→ Суть задания
Перепишите без изменений отрывок из записок о поездке по Румынии. Начните с места, где стоят слова «Мы посетили медицинский», и остановитесь после слов «острых наглядных опытах.».

→ Фрагмент документа
+ + +

Селенья здесь богаче, каменные постройки в южнонемецком стиле, готические силуэты костелов, на перекрестках дорог – статуи Божией Матери, распятия Христа и разбойников. Поля хорошо возделаны, сады.
Вскоре – большой город Брашов. Прекрасный готический собор, интересная средневековая крепость (она же дворец) у подножия горы Тымпа.
Вскоре еще такой город – Сибиу. Узкие улочки меж старых домов в стиле поздней готики и барокко. Мы мчимся быстро, весело, румынские спутники – народ острый, немного иронизируем насчет стандартной политики, особенно в области школы, науки.
Наконец – Клуж. Очень приятный город, много старинных зданий, на центральной площади у громадного кафедрального собора и красивой ратуши – памятник венгерскому герою Ракоци, сражавшемуся с немцами за независимость Венгрии.
Мы посетили медицинский факультет университета, были в клинике почтенного, чисто немецкого по воспитанию и по облику профессора Хатигану, мне хорошо известного по литературе (работы по желтухе) и автора большого учебника диагностики – который он мне подарил; были и на кафедре физиологии у профессора Брантано: женат на русской, говорит по-русски. Он талантливый экспериментатор (показывал свой интересный опыт с живой головой: голова отделена от туловища в гуморальном отношении – оставлена только связывающая голову с туловищем нервная система). Таким образом, в этих условиях можно изучать котико-висцеральные взаимоотношения без прямого участия гуморальных передаточных агентов, притом в острых наглядных опытах.
...

+ + +

→ Выдержки из данных

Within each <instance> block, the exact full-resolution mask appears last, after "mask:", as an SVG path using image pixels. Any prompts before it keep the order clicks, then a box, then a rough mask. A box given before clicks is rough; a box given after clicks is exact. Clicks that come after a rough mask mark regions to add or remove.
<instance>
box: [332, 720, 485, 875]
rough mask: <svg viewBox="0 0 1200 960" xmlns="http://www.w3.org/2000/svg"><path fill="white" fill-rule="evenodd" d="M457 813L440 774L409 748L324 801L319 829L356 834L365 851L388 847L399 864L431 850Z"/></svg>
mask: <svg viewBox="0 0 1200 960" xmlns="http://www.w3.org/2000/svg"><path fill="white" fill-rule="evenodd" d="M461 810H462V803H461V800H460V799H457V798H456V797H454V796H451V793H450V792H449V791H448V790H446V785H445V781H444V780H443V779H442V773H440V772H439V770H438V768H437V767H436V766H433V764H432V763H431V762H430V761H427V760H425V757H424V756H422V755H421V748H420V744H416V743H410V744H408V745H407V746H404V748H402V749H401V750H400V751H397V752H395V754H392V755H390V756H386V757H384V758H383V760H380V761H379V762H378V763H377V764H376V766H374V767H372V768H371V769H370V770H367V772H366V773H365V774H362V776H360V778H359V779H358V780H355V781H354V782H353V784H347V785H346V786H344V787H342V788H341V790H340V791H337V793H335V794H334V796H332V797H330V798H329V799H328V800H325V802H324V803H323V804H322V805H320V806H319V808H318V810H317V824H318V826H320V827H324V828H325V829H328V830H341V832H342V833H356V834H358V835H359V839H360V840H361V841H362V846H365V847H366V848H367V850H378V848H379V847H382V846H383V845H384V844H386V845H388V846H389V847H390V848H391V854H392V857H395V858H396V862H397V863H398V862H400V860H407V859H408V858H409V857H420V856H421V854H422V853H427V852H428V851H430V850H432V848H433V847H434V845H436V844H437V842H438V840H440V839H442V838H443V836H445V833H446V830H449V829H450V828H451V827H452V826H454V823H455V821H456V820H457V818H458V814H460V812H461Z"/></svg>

+ + +

→ Ответ к заданию
Мы посетили медицинский факультет университета, были в клинике почтенного, чисто немецкого по воспитанию и по облику профессора Хатигану, мне хорошо известного по литературе (работы по желтухе) и автора большого учебника диагностики – который он мне подарил; были и на кафедре физиологии у профессора Брантано: женат на русской, говорит по-русски. Он талантливый экспериментатор (показывал свой интересный опыт с живой головой: голова отделена от туловища в гуморальном отношении – оставлена только связывающая голову с туловищем нервная система). Таким образом, в этих условиях можно изучать котико-висцеральные взаимоотношения без прямого участия гуморальных передаточных агентов, притом в острых наглядных опытах.